(Stored data entries)
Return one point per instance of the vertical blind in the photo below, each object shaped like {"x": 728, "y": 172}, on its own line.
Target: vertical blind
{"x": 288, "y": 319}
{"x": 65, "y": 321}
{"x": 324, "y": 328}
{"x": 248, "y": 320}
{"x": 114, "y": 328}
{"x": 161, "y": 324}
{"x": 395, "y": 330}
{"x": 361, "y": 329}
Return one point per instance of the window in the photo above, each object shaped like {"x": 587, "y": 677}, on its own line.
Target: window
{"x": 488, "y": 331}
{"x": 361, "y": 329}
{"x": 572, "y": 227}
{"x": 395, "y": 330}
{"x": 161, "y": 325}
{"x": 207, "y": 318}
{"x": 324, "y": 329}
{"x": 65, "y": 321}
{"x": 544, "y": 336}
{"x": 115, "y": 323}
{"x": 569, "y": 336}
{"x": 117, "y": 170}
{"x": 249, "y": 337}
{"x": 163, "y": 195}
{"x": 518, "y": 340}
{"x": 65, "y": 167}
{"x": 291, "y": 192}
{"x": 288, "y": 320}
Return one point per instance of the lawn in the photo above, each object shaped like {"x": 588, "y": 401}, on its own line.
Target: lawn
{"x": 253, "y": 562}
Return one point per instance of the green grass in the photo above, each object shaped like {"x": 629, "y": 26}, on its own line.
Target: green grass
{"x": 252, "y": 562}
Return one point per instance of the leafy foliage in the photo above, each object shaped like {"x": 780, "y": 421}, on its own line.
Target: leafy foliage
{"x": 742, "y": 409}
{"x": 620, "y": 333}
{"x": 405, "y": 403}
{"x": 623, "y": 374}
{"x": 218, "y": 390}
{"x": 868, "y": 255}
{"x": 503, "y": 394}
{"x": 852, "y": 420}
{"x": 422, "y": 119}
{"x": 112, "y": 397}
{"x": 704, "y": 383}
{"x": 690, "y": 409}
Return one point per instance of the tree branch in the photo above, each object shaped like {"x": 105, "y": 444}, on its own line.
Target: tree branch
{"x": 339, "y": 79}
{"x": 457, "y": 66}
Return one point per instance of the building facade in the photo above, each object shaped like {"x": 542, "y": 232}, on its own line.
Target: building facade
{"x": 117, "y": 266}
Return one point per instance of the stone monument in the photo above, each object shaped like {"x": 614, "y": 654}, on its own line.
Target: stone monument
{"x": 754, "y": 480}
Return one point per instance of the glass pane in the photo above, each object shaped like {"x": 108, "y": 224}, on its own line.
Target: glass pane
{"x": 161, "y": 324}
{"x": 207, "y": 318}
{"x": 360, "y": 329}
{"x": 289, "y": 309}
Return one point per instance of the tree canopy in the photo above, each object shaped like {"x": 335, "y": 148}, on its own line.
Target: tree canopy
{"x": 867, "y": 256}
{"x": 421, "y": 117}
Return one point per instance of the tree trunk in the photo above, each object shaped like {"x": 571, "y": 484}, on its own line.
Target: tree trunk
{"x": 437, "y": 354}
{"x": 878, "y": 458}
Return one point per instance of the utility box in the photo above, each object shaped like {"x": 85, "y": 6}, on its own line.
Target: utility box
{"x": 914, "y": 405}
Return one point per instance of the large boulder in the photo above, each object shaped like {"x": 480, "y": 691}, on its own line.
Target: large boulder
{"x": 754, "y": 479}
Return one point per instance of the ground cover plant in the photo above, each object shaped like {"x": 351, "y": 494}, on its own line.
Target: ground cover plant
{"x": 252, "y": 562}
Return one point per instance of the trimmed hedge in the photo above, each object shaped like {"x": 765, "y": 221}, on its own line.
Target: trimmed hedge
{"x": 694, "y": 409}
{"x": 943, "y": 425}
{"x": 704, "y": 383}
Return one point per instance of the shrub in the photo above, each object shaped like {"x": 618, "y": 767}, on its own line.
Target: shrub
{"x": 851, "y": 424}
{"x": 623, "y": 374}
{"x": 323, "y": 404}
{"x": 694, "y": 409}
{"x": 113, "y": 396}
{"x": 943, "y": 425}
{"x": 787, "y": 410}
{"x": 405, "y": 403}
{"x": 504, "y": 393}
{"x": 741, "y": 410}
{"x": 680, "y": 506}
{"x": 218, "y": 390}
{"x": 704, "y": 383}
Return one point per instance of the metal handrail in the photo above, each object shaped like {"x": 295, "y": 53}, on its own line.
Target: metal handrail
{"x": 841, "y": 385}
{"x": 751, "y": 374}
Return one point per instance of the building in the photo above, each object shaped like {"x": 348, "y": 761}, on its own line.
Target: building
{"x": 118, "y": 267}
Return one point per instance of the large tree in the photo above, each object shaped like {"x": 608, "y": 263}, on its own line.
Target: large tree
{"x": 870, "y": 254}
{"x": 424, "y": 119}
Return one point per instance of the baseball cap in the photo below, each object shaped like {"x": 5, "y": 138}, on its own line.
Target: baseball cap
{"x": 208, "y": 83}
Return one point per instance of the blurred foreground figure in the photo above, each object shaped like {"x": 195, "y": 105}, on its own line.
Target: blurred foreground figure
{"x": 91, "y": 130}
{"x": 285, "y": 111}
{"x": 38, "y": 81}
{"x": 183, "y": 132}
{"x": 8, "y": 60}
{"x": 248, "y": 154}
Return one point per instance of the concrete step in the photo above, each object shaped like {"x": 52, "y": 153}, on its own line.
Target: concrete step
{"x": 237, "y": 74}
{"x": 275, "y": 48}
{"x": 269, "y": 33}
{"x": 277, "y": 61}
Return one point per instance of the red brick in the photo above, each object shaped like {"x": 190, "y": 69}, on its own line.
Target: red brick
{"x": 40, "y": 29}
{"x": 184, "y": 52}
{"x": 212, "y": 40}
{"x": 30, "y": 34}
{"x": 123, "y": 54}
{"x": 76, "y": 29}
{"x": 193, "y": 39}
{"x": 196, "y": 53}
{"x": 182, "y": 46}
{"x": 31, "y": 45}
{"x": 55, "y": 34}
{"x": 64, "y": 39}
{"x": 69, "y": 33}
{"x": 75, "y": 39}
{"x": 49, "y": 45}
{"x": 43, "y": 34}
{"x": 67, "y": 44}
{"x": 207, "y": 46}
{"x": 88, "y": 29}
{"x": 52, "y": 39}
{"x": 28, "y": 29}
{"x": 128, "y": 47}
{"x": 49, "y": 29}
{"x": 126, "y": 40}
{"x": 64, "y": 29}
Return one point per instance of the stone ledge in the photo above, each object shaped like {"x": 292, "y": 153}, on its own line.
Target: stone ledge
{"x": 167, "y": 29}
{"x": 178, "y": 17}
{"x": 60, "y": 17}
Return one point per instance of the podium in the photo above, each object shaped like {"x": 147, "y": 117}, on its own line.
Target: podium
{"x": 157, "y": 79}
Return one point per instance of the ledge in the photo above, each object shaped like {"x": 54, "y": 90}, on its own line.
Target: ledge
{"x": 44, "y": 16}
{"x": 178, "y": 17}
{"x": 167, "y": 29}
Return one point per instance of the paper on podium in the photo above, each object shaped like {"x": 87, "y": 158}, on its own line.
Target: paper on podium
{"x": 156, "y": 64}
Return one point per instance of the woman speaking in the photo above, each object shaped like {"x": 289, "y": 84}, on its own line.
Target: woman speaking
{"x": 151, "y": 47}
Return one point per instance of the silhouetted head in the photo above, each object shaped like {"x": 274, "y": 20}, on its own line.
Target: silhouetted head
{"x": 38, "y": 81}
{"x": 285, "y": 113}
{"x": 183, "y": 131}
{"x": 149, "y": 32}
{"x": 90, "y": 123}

§ **Instructions for the task**: Print all of the entries exactly, leaving nothing out.

§ **Your solution**:
Return one point per instance of the vertical blind in the photo below, each object shaped like {"x": 728, "y": 172}, on its own line.
Target: vertical blind
{"x": 288, "y": 319}
{"x": 65, "y": 321}
{"x": 324, "y": 328}
{"x": 248, "y": 320}
{"x": 114, "y": 328}
{"x": 161, "y": 324}
{"x": 395, "y": 330}
{"x": 361, "y": 329}
Return one point per instance of the window in the photo above, each object shaped like {"x": 587, "y": 677}, on its own line.
Target: window
{"x": 488, "y": 331}
{"x": 361, "y": 329}
{"x": 572, "y": 227}
{"x": 395, "y": 330}
{"x": 161, "y": 325}
{"x": 207, "y": 318}
{"x": 324, "y": 329}
{"x": 65, "y": 321}
{"x": 544, "y": 336}
{"x": 115, "y": 323}
{"x": 569, "y": 336}
{"x": 117, "y": 170}
{"x": 249, "y": 337}
{"x": 163, "y": 195}
{"x": 518, "y": 340}
{"x": 65, "y": 167}
{"x": 291, "y": 192}
{"x": 288, "y": 320}
Return one point per instance of the lawn in the photo above, each object shaped like {"x": 588, "y": 401}, on its own line.
Target: lawn
{"x": 253, "y": 562}
Return one point per instance of the green grass in the photo above, each object shaped like {"x": 629, "y": 26}, on its own line.
Target: green grass
{"x": 252, "y": 562}
Return one point per instance of the leafy foliage in the photo above, each object shaped like {"x": 780, "y": 421}, on its own line.
Target: leafy foliage
{"x": 742, "y": 409}
{"x": 620, "y": 333}
{"x": 405, "y": 403}
{"x": 623, "y": 374}
{"x": 218, "y": 390}
{"x": 868, "y": 255}
{"x": 503, "y": 394}
{"x": 852, "y": 420}
{"x": 422, "y": 119}
{"x": 112, "y": 397}
{"x": 704, "y": 383}
{"x": 690, "y": 409}
Return one point per instance of the tree branch in the photo above, each object shaped like {"x": 105, "y": 444}, on its own line.
Target: tree branch
{"x": 339, "y": 79}
{"x": 457, "y": 66}
Return one point per instance of the building facade in the photo above, each object shaped like {"x": 542, "y": 232}, on its own line.
Target: building facade
{"x": 117, "y": 266}
Return one point per instance of the stone monument in the photo above, each object shaped like {"x": 614, "y": 654}, on its own line.
Target: stone monument
{"x": 754, "y": 480}
Return one point per instance of the glass pane in the photo above, each object shaped like {"x": 108, "y": 224}, on its own line.
Target: glass pane
{"x": 161, "y": 324}
{"x": 207, "y": 318}
{"x": 360, "y": 329}
{"x": 289, "y": 309}
Return one point per instance of the tree canopy in the photo above, each object shaped like {"x": 335, "y": 148}, on its own line.
Target: tree canopy
{"x": 867, "y": 256}
{"x": 421, "y": 117}
Return one point per instance of the tree trunk in the photo above, each object shaped like {"x": 571, "y": 484}, on its own line.
Target: tree trunk
{"x": 437, "y": 354}
{"x": 878, "y": 458}
Return one point per instance of the utility box in the photo above, each object shaped like {"x": 85, "y": 6}, on its own line.
Target: utility box
{"x": 914, "y": 405}
Return one point per instance of the large boulder in the photo above, each object shaped like {"x": 480, "y": 691}, on its own line.
Target: large boulder
{"x": 754, "y": 479}
Return one point per instance of the ground cover plant in the photo above, each object shaped like {"x": 351, "y": 494}, on its own line.
Target: ground cover plant
{"x": 252, "y": 562}
Return one point per instance of the trimmed hedge in the photo above, each object shaped like {"x": 765, "y": 221}, on its own line.
Target: trimmed hedge
{"x": 694, "y": 409}
{"x": 943, "y": 425}
{"x": 704, "y": 383}
Return one point per instance of the shrub in the photo above, each object shaped like {"x": 618, "y": 767}, on its own line.
Target: shrub
{"x": 851, "y": 424}
{"x": 623, "y": 374}
{"x": 323, "y": 404}
{"x": 694, "y": 409}
{"x": 113, "y": 396}
{"x": 943, "y": 425}
{"x": 787, "y": 410}
{"x": 405, "y": 403}
{"x": 504, "y": 393}
{"x": 741, "y": 410}
{"x": 680, "y": 506}
{"x": 218, "y": 390}
{"x": 704, "y": 383}
Return one point per instance of the metal handrail in the photo above, each object shaped like {"x": 295, "y": 53}, on its own line.
Target: metal handrail
{"x": 841, "y": 385}
{"x": 751, "y": 374}
Return one point per instance of the building in the photo above, each object shaped like {"x": 348, "y": 761}, on its own line.
Target: building
{"x": 118, "y": 267}
Return one point per instance of the large tree in the photo above, each object shaped like {"x": 608, "y": 263}, on its own line.
Target: large tree
{"x": 870, "y": 254}
{"x": 424, "y": 119}
Return one point per instance of the baseball cap in the photo below, each object shaped like {"x": 5, "y": 138}, on its own line.
Target: baseball cap
{"x": 208, "y": 83}
Return one point per instance of the blurred foreground figure in the photo above, each object shaped like {"x": 195, "y": 105}, on its own line.
Target: blurred foreground figure
{"x": 91, "y": 130}
{"x": 285, "y": 111}
{"x": 38, "y": 81}
{"x": 183, "y": 132}
{"x": 8, "y": 60}
{"x": 248, "y": 154}
Return one point per instance of the concrete step in the photo above, each object shaped like {"x": 52, "y": 153}, on its own line.
Target: concrete step
{"x": 237, "y": 74}
{"x": 275, "y": 48}
{"x": 269, "y": 33}
{"x": 277, "y": 61}
Return one point per instance of the red brick in the photo above, each object shaped like {"x": 190, "y": 69}, on its own line.
Target: red brick
{"x": 40, "y": 29}
{"x": 184, "y": 52}
{"x": 212, "y": 40}
{"x": 30, "y": 34}
{"x": 123, "y": 54}
{"x": 76, "y": 29}
{"x": 193, "y": 39}
{"x": 196, "y": 53}
{"x": 182, "y": 46}
{"x": 31, "y": 45}
{"x": 55, "y": 34}
{"x": 64, "y": 39}
{"x": 69, "y": 33}
{"x": 75, "y": 39}
{"x": 49, "y": 45}
{"x": 43, "y": 34}
{"x": 67, "y": 44}
{"x": 207, "y": 46}
{"x": 88, "y": 29}
{"x": 52, "y": 39}
{"x": 28, "y": 29}
{"x": 128, "y": 47}
{"x": 49, "y": 29}
{"x": 126, "y": 40}
{"x": 64, "y": 29}
Return one point per instance of the stone ledge in the photo above, each object shaped like {"x": 292, "y": 153}, on its own line.
Target: stone ledge
{"x": 167, "y": 29}
{"x": 178, "y": 17}
{"x": 60, "y": 17}
Return one point per instance of the podium in the photo above, each object shaped like {"x": 147, "y": 117}, on its own line.
Target: podium
{"x": 157, "y": 79}
Return one point per instance of the ledge in the photo above, each object shaped like {"x": 54, "y": 90}, on its own line.
Target: ledge
{"x": 44, "y": 16}
{"x": 178, "y": 17}
{"x": 167, "y": 29}
Return one point per instance of the paper on podium in the photo above, each object shaped like {"x": 87, "y": 158}, on its own line.
Target: paper on podium
{"x": 156, "y": 64}
Return one point per instance of the woman speaking in the photo above, each object shaped like {"x": 289, "y": 84}, on its own line.
Target: woman speaking
{"x": 151, "y": 47}
Return one point per instance of the silhouetted head in the photo above, each object shaped like {"x": 274, "y": 20}, on its own line.
Target: silhouetted head
{"x": 38, "y": 81}
{"x": 285, "y": 113}
{"x": 183, "y": 131}
{"x": 149, "y": 32}
{"x": 90, "y": 123}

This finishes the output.